■ List of tasks
(1) Which version of Control-FREEC is named in the log posted in the FREEC issue?
(2) Carry on the FREEC issue thread from its last line.

**** Selected text ****

BoevaLab / FREEC

Control-FREEC: Copy number and genotype annotation in whole genome and whole exome sequencing data
153 stars 49 forks source link

Issue running FREEC on fungal genome #110

Closed tania-k closed 2 years ago

tania-k commented 2 years ago

Hello Boeva Lab! Appreciate the availability of this tool and am excited to see the results. I have been having an issue with running the code and am looking for any guidance you can provide!

My log file looks like:

Loading samtools/1.14
  Loading requirement: libdeflate/1.10
Control-FREEC v11.6 : a method for automatic detection of copy number alterations, subclones and for accurate estimation of contamination and main ploidy using deep-sequencing data
Non Multi-threading mode
..Breakpoint threshold for segmentation of copy number profiles is 0.05
..telocenromeric set to 50000
..FREEC is not going to adjust profiles for a possible contamination by normal cells
..Window = 50000 was set
..Output directory: Attempt1
..Directory with files containing chromosome sequences: GENOMES/
..Sample file:  aln/Ex15.sort.bam
..Sample input format:  BAM
..will use this instance of samtools: 'samtools' to read BAM files
..minimal expected GC-content (general parameter "minExpectedGC") was set to 0.45
..maximal expected GC-content (general parameter "maxExpectedGC") was set to 0.55
..Polynomial degree for "ReadCount ~ GC-content" normalization is 3 or 4: will try both
..Minimal CNA length (in windows) is 1
..File with chromosome lengths: test/res_Exophiala_dermatitidis_Ex4.fa
..Using the default minimal mappability value of 0.85
..uniqueMatch = FALSE
..average ploidy set to 1
..break-point type set to 2
..noisyData set to 0
..Control-FREEC will not look for subclones
..File test/res_Exophiala_dermatitidis_Ex4.fa was read
..[genomecopynumber] Starting reading aln/Ex15.sort.bam
..samtools should be installed to be able to read BAM files; will use the following command for samtools: samtools view -@ 1 aln/Ex15.sort.bam
..finished reading aln/Ex15.sort.bam
PROFILING [tid=140054545385280]: aln/Ex15.sort.bam read in 22 seconds [fillMyHash]
11351239 lines read..

**** Recorded data ****

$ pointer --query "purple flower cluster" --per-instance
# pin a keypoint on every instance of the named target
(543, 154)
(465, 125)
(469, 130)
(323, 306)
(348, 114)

****

■ Responses to the exercise
(1) v11.6

(2)
0 reads used to compute copy number profile

Error: FREEC was not able to extract reads from aln/Ex15.sort.bam

Check your parameters: inputFormat and mateOrientation
Use "matesOrientation=0" if you have single end reads
Check the list of possible input formats at http://bioinfo-out.curie.fr/projects/freec/tutorial.html#CONFIG

While the config file looks like:

#For more options see: http://boevalab.com/FREEC/tutorial.html#CONFIG ###

[general]
#parameters chrLenFile and ploidy are required.
chrLenFile = test/res_Exophiala_dermatitidis_Ex4.fa
ploidy = 1

#Parameter "breakPointThreshold" specifies the maximal slope of the slope of residual sum of squares. 
#This should be a positive value. The closer it is to Zero, the more breakpoints will be called. Its recommended value is between 0.01 and 0.08.
breakPointThreshold = .05

#Either coefficientOfVariation or window must be specified for whole genome sequencing data. Set window=0 for exome sequencing data.
#coefficientOfVariation = 0.01
window = 50000
#step=10000

#Either chrFiles or GCcontentProfile must be specified too if no control dataset is available. 
#If you provide a path to chromosome files, Control-FREEC will look for the following fasta files in your directory (in this order): 
#1, 1.fa, 1.fasta, chr1.fa, chr1.fasta; 2, 2.fa, etc.
#csplit -s -z /path/to/INPUT.FA '/>/' '{*}'
#Please ensure that you don't have other files but sequences having the listed names in this directory. 
chrFiles = GENOMES/
#GCcontentProfile = test/GC_profile_50kb.cnp

#if you are working with something non-human, we may need to modify these parameters:
minExpectedGC = 0.45
maxExpectedGC = 0.55
#readCountThreshold=10
#numberOfProcesses = 4
outputDir = Attempt1
#contaminationAdjustment = TRUE
#contamination = 0.4
#minMappabilityPerWindow = 0.95

#If the parameter gemMappabilityFile is not specified, then the fraction of non-N nucleotides per window is used as Mappability.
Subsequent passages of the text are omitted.